* _LO QUE SE PIDE_
Sustituye "conflicto existencial" por "dilema existencial" y reproduce el fragmento del ensayo sobre Gershom Scholem que empieza en las palabras "Haber nacido en" y termina después de "Auschwitz y Treblinka?".

Los discriminados
1.-
Llevado por la fascinación que me provocan la cábala y su simbolismo vuelvo una vez más a Gershom Scholem, uno de los más grandes judaístas de la tradición hebrea. Supe por primera vez de su existencia a través de un maravilloso poema de Jorge Luis Borges que leyera en mi juventud, El Golem, en el que reconoce su deuda con esa extraordinaria colección de ensayos reunidos en “La cábala y su simbolismo”, uno de los escritos más fascinantes del gran pensador judeo alemán. ¿O cabe, siguiendo su rigor conceptual y sus principios morales, hablar del pensador judío nacido bajo el accidente de la Alemania y su idioma?
La diferencia no es banal y marca un hiato espiritual, histórico, moral de proporciones trascendentales. Que encontrara su concreción en uno de los hechos más bochornosos e inexplicables de la historia humana: el holocausto. Y que posiblemente permanezca en la memoria de los hombres como una mácula imborrable, incomprensible y, por lo mismo, nunca metabolizada. Así, al referirse a tres de los más grandes exponentes de la cultura alemana – Freud, Kafka y Walter Benjamín – insiste en establecer la precisión, no sin un dejo de de orgullo y vergüenza: “sabían que eran escritores en lengua alemana, no alemanes”. [1][1] Antes lo ha señalado con mucha mayor precisión: “No se engañan. Saben que son escritores alemanes y que, al mismo tiempo, no son alemanes. En ellos no se ha desvanecido la experiencia ni la clara conciencia del exilio, de la tierra extranjera”.
¿Cómo divorciar la experiencia existencial que se expresa en la pertenencia a una identidad nacional materializada en el lenguaje – el signo distintivo por excelencia de las raíces espirituales, religiosas, éticas y morales de un sujeto – de su pertenencia al ámbito político nacional en que se estructura y tensiona esa misma existencia? ¿Cómo ser alemán y sin embargo no serlo? Problema tanto más escabroso cuanto que esos tres grandes escritores – en muchos aspectos la más refinada y excelsa expresión de la lengua alemana de su tiempo – no eran judíos observantes y se sentían, en más de un sentido, alejados del sionismo y la práctica religiosa ancestral de la comunidad a la que, no obstante, pertenecían: el judaísmo.
Haber nacido en Alemania, constituir parte de su tradición literaria, filosófica e intelectual, y vivir el mundo desde la cosmovisión implícita a su lenguaje, sin sentirse alemanes, ha de haber constituido un conflicto existencial y metafísico de dimensiones inimaginables. Que llegado a la brutal aniquilación de los campos de exterminio encuentra la comprobación más elocuente. ¿Cómo sentirse alemanes si a pesar de todos los esfuerzos por la asimilación – incluyendo la patriótica entrega en los campos de batalla durante la Primera Guerra Mundial – Alemania respondería con la brutal exclusión, el rechazo, Dachau, Auschwitz y Treblinka?

* _FILAS ALMACENADAS_
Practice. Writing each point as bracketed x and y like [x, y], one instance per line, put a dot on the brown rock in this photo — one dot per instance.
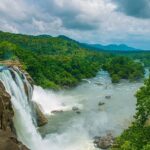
[104, 142]
[40, 117]
[9, 142]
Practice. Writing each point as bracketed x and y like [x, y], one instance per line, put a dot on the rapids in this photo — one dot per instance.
[67, 130]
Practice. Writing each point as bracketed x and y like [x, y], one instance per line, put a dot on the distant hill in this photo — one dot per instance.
[110, 47]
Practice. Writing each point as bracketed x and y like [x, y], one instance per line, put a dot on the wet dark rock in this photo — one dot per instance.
[78, 112]
[8, 140]
[98, 83]
[108, 97]
[75, 108]
[57, 111]
[104, 142]
[40, 117]
[101, 103]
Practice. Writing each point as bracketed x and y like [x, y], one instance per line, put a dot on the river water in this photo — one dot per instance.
[68, 130]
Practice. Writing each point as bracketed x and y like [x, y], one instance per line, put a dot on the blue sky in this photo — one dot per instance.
[92, 21]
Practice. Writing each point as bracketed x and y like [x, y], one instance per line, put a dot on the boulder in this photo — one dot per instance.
[104, 142]
[98, 83]
[108, 97]
[75, 108]
[101, 103]
[56, 111]
[40, 117]
[8, 140]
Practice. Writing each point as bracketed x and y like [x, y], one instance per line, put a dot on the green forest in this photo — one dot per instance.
[58, 62]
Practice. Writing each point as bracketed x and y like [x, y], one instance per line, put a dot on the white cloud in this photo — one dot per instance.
[85, 20]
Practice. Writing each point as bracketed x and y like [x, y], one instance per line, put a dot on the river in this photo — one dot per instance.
[103, 108]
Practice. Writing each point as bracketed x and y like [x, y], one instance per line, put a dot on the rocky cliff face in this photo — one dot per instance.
[8, 140]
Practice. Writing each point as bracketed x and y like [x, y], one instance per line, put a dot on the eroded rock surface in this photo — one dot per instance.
[8, 140]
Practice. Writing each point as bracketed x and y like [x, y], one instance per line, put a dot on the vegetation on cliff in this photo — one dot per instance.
[137, 136]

* _RESPUESTA A CONTINUACIÓN_
Haber nacido en Alemania, constituir parte de su tradición literaria, filosófica e intelectual, y vivir el mundo desde la cosmovisión implícita a su lenguaje, sin sentirse alemanes, ha de haber constituido un dilema existencial y metafísico de dimensiones inimaginables. Que llegado a la brutal aniquilación de los campos de exterminio encuentra la comprobación más elocuente. ¿Cómo sentirse alemanes si a pesar de todos los esfuerzos por la asimilación – incluyendo la patriótica entrega en los campos de batalla durante la Primera Guerra Mundial – Alemania respondería con la brutal exclusión, el rechazo, Dachau, Auschwitz y Treblinka?